TEXT:
All those entered have waited all these months — just as golf fans have waited to watch something, if only on television.

"It'll be great, just for sports fans in general," Hoge said. "It has been a tough time with nothing to do and nothing to watch on TV. If we can be the first ones back and do it in a safe way that shows we can get back out there again, hopefully we can lead the way for the rest of the sports."

This week's tournament is the first in a resumed season and remade schedule. Three of the four major championships have been pushed back months on the calendar. The Masters has been moved from April to November, the U.S. Open from June to September, the PGA Championship from May to August. July's British Open won't be played at all.

The John Deere Classic in July — scheduled to be the fourth tournament played in this resumption — has been canceled, too. 3M Open officials are waiting to learn from Minnesota health officials whether they can have enough people on site, likely 1,000-1,300, to stage their July 23-26 tournament in Blaine for television broadcast.

Practicing safety

The PGA Tour returns to its new world with comprehensive nasal-swab testing for players, caddies and others closest to them before they arrive on site. Everyone at Colonial must daily answer a health questionnaire and have their temperature taken. These precautions are intended to create what Hoge calls a protective "bubble" created by new regulations.

The number of people allowed at Colonial will be limited, and access to player and caddie areas such as the clubhouse and locker rooms will be restricted.

[Referring expression data]
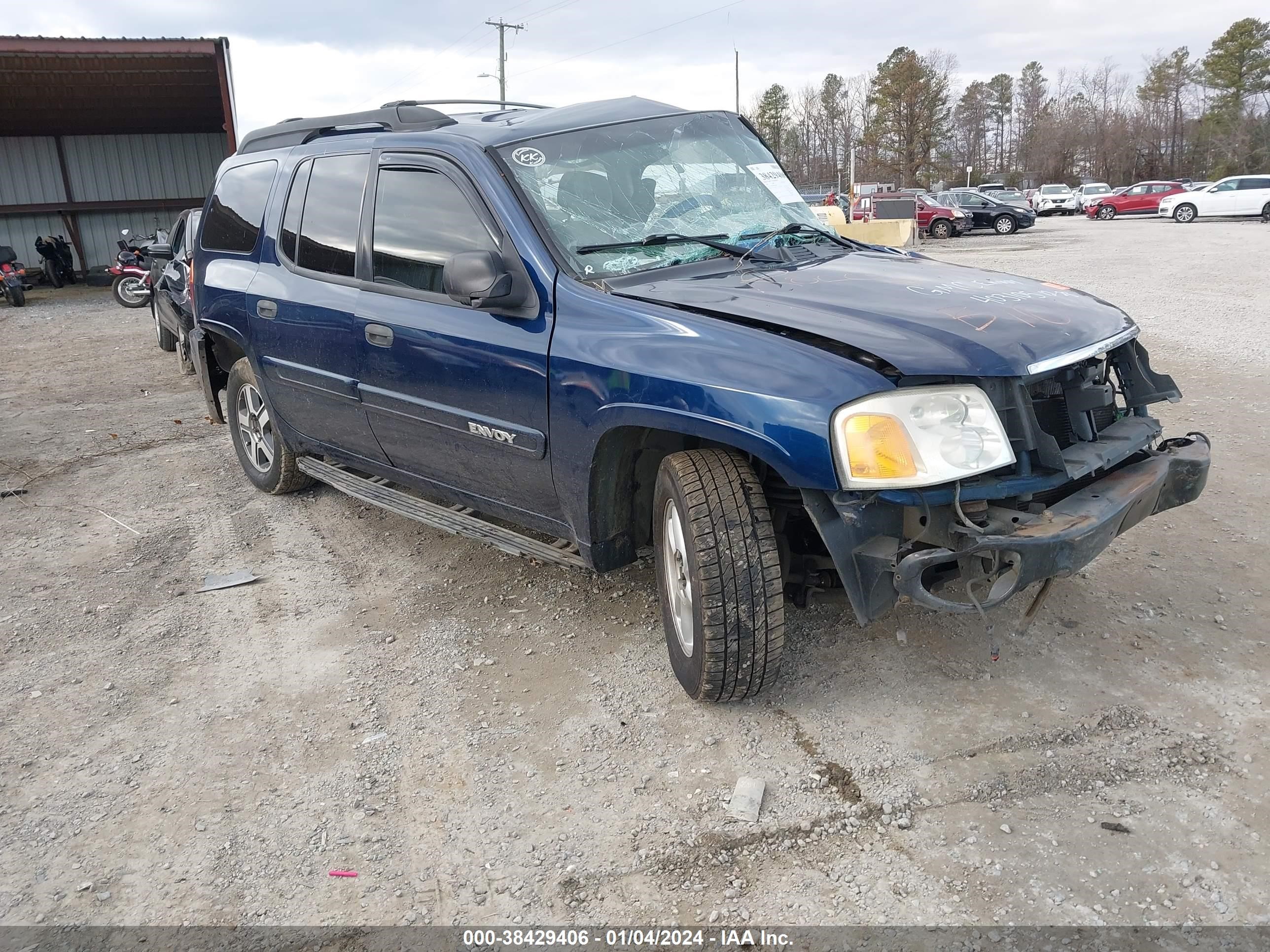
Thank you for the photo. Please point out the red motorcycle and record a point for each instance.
(13, 277)
(131, 286)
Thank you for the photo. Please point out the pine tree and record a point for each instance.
(1238, 64)
(773, 117)
(910, 102)
(1001, 103)
(1032, 103)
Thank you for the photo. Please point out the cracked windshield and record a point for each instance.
(704, 175)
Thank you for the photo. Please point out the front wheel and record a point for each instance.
(718, 574)
(266, 459)
(130, 291)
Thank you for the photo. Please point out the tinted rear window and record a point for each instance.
(333, 212)
(238, 208)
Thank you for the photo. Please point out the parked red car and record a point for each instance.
(934, 220)
(1142, 199)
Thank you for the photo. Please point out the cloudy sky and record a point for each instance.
(314, 58)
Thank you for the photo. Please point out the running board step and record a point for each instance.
(457, 521)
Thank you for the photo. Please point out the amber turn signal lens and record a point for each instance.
(878, 447)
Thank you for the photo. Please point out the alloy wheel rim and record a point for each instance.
(256, 428)
(678, 584)
(133, 290)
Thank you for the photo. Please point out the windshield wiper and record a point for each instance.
(797, 226)
(673, 239)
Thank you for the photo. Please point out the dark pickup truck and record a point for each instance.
(618, 327)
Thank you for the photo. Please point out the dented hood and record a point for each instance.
(920, 315)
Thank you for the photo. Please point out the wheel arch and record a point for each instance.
(624, 465)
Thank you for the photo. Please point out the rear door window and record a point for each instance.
(332, 214)
(294, 210)
(422, 219)
(238, 207)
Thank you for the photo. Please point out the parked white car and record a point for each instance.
(1056, 199)
(1233, 196)
(1092, 192)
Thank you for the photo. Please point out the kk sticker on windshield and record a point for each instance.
(776, 182)
(531, 158)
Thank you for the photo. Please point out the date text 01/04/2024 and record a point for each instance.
(627, 938)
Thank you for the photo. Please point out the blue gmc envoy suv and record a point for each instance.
(618, 328)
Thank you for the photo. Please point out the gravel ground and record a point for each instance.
(488, 741)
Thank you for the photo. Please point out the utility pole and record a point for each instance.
(502, 56)
(737, 75)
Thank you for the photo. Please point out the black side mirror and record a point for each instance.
(481, 280)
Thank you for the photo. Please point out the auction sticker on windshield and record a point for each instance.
(529, 157)
(776, 182)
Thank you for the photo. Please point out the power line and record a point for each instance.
(460, 38)
(502, 55)
(627, 40)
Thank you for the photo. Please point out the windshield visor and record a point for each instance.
(698, 174)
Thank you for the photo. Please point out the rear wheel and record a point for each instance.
(266, 459)
(719, 574)
(130, 291)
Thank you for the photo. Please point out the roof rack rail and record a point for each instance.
(503, 103)
(394, 117)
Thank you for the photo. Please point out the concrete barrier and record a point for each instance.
(893, 233)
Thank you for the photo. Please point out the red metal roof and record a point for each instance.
(75, 85)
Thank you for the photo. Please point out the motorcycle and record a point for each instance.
(59, 266)
(131, 286)
(13, 277)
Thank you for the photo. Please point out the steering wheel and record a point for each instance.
(691, 204)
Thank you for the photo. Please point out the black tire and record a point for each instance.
(167, 340)
(281, 474)
(729, 569)
(121, 300)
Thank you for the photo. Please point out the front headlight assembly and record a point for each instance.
(918, 437)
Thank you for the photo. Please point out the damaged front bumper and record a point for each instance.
(1056, 543)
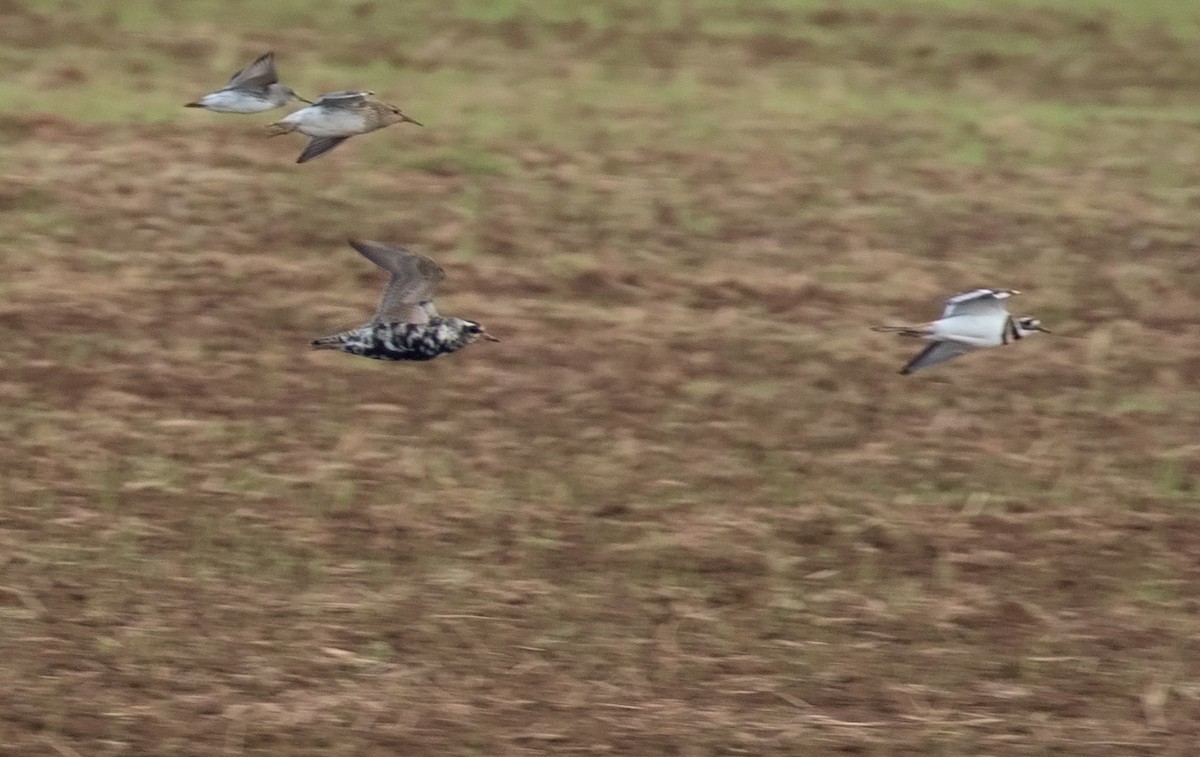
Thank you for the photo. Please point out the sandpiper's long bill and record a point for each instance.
(970, 320)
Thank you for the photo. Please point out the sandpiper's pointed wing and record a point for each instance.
(258, 74)
(408, 296)
(978, 302)
(318, 146)
(936, 353)
(345, 98)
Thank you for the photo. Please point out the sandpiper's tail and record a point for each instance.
(904, 330)
(333, 341)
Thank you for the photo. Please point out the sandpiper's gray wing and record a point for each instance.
(978, 302)
(408, 296)
(936, 353)
(318, 146)
(258, 74)
(343, 98)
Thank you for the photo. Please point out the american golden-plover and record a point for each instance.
(407, 325)
(971, 320)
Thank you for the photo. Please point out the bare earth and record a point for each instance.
(687, 506)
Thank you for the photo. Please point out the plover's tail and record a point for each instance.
(333, 341)
(904, 330)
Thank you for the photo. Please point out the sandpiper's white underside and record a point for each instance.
(321, 121)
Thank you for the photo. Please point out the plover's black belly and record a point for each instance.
(401, 342)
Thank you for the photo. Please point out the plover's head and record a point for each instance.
(474, 331)
(1026, 325)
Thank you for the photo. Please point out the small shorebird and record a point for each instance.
(337, 116)
(253, 89)
(407, 325)
(971, 320)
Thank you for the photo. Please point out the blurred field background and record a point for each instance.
(687, 506)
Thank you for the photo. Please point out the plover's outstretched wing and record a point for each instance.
(343, 98)
(936, 353)
(978, 302)
(257, 76)
(318, 146)
(408, 296)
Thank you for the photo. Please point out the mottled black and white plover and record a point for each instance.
(407, 325)
(971, 320)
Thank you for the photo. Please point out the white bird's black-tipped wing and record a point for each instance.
(343, 98)
(408, 296)
(978, 302)
(936, 353)
(318, 146)
(258, 74)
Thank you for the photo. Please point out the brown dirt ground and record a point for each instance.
(687, 506)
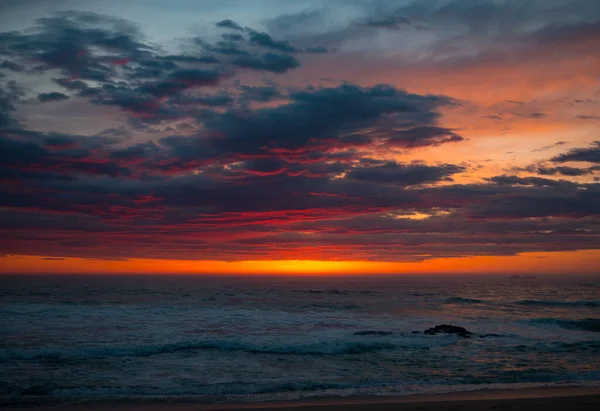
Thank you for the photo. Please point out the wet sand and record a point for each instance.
(553, 399)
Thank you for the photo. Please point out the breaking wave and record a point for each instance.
(585, 324)
(461, 300)
(554, 303)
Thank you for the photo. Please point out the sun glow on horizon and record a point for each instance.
(588, 262)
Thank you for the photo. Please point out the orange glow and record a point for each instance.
(571, 262)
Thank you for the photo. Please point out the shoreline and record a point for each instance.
(529, 398)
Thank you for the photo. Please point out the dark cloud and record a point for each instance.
(563, 171)
(404, 174)
(9, 65)
(584, 154)
(53, 96)
(229, 24)
(276, 63)
(388, 22)
(264, 40)
(216, 169)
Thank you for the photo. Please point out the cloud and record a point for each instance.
(404, 174)
(276, 63)
(584, 154)
(229, 24)
(264, 40)
(54, 96)
(208, 157)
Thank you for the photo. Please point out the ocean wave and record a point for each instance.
(333, 347)
(461, 300)
(554, 303)
(585, 324)
(332, 306)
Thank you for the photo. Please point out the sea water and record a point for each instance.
(246, 339)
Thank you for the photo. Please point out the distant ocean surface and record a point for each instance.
(246, 339)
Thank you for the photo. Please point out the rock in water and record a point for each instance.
(448, 329)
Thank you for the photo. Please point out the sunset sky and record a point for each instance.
(269, 136)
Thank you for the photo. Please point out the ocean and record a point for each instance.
(248, 339)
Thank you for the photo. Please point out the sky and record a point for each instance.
(340, 136)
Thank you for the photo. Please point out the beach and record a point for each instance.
(548, 399)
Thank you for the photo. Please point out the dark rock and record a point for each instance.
(372, 333)
(489, 335)
(448, 329)
(36, 390)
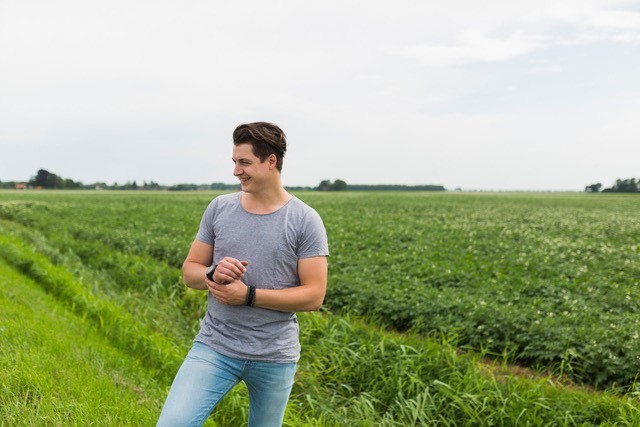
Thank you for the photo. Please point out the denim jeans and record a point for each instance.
(206, 376)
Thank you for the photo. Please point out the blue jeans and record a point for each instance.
(206, 376)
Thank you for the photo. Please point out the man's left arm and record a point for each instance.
(309, 296)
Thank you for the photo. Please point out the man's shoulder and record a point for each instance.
(224, 200)
(301, 206)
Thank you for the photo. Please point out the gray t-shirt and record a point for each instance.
(272, 244)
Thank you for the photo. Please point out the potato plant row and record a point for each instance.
(546, 280)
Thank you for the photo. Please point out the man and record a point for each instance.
(265, 252)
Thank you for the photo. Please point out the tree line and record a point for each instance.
(48, 180)
(630, 185)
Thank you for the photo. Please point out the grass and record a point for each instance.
(103, 315)
(57, 369)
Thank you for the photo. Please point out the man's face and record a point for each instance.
(251, 172)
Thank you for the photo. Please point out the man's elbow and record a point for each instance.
(316, 303)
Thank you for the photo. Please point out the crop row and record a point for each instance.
(549, 281)
(350, 374)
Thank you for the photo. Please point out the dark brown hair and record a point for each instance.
(265, 139)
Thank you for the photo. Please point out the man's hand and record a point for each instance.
(233, 293)
(229, 269)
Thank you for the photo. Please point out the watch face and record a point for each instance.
(210, 271)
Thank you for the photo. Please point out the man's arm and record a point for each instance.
(195, 266)
(309, 296)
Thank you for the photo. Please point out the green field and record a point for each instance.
(425, 289)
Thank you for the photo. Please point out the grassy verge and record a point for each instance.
(56, 369)
(351, 373)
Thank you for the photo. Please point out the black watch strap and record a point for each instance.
(210, 272)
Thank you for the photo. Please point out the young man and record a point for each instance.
(266, 254)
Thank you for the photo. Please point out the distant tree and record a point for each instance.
(593, 188)
(338, 185)
(325, 185)
(624, 186)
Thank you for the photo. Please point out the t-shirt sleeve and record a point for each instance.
(313, 239)
(206, 233)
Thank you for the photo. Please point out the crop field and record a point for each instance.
(442, 309)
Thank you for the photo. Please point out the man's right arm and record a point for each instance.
(195, 266)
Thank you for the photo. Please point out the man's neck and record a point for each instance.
(266, 201)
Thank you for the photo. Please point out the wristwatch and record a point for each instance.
(210, 272)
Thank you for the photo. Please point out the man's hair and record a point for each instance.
(265, 139)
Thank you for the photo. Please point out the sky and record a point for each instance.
(477, 95)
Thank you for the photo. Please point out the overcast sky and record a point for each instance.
(493, 95)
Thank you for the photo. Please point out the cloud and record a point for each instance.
(473, 46)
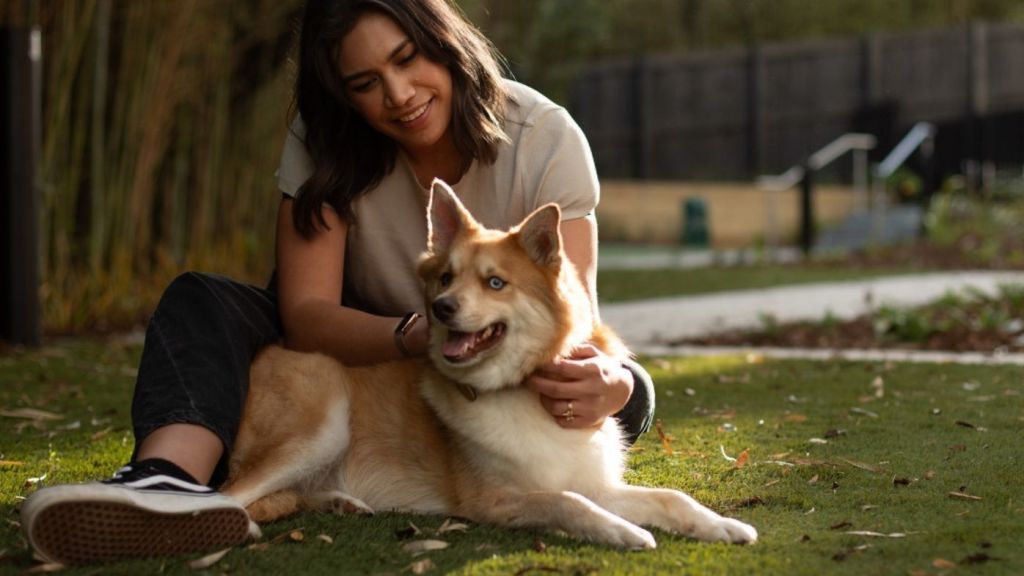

PROBLEMS AND TASKS:
1 > Reproduce the PGA Tour passage from "This week's tournament" up to and including "for television broadcast.", swapping "remade schedule" for "revised schedule".
2 > Summarize the PGA Tour passage in two sentences.

WRITTEN RESPONSES:
1 >
This week's tournament is the first in a resumed season and revised schedule. Three of the four major championships have been pushed back months on the calendar. The Masters has been moved from April to November, the U.S. Open from June to September, the PGA Championship from May to August. July's British Open won't be played at all.

The John Deere Classic in July — scheduled to be the fourth tournament played in this resumption — has been canceled, too. 3M Open officials are waiting to learn from Minnesota health officials whether they can have enough people on site, likely 1,000-1,300, to stage their July 23-26 tournament in Blaine for television broadcast.

2 > The PGA Tour is starting a resumed season with a remade schedule: three of the four majors have been pushed back months, July's British Open won't be played, and the John Deere Classic has been canceled. Players, caddies and others closest to them are tested before arriving, everyone at Colonial must answer a daily health questionnaire and have their temperature taken, and the number of people allowed on site will be limited.